— Begin PAGE EXCERPT —

Skip to content

Execution

Aqueducts supports both local and remote pipeline execution. Use the CLI for local execution or submit jobs to remote executors running in your infrastructure.

Local Execution

Execute pipelines directly on your local machine using the Aqueducts CLI.

Basic Usage

# Run a pipeline
aqueducts run --file pipeline.yml

# Run with parameters
aqueducts run --file pipeline.yml --param key1=value1 --param key2=value2

# Multiple parameters
aqueducts run --file pipeline.yml --params key1=value1 --params key2=value2

Supported Formats

The CLI supports multiple pipeline definition formats:

aqueducts run --file pipeline.yml
aqueducts run --file pipeline.json
aqueducts run --file pipeline.toml

Format Support

JSON and TOML support require appropriate feature flags during CLI installation.

Local Execution Benefits

  • Direct access to local files and databases
  • No network overhead for file-based operations
  • Immediate feedback and debugging
  • Full control over execution environment

Remote Execution

Execute pipelines on remote executors deployed within your infrastructure, closer to your data sources.

— End PAGE EXCERPT —

Could you revise the Aqueducts execution page, starting with "# Multiple parameters" and going on through "during CLI installation.", so that "feature flags" reads "build features"?

— Begin MATERIAL PROVIDED —

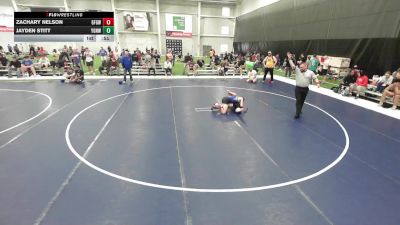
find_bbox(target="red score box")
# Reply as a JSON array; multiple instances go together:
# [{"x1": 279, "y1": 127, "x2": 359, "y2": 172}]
[{"x1": 103, "y1": 18, "x2": 114, "y2": 26}]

— End MATERIAL PROVIDED —

THE REPLY:
# Multiple parameters
aqueducts run --file pipeline.yml --params key1=value1 --params key2=value2

Supported Formats

The CLI supports multiple pipeline definition formats:

aqueducts run --file pipeline.yml
aqueducts run --file pipeline.json
aqueducts run --file pipeline.toml

Format Support

JSON and TOML support require appropriate build features during CLI installation.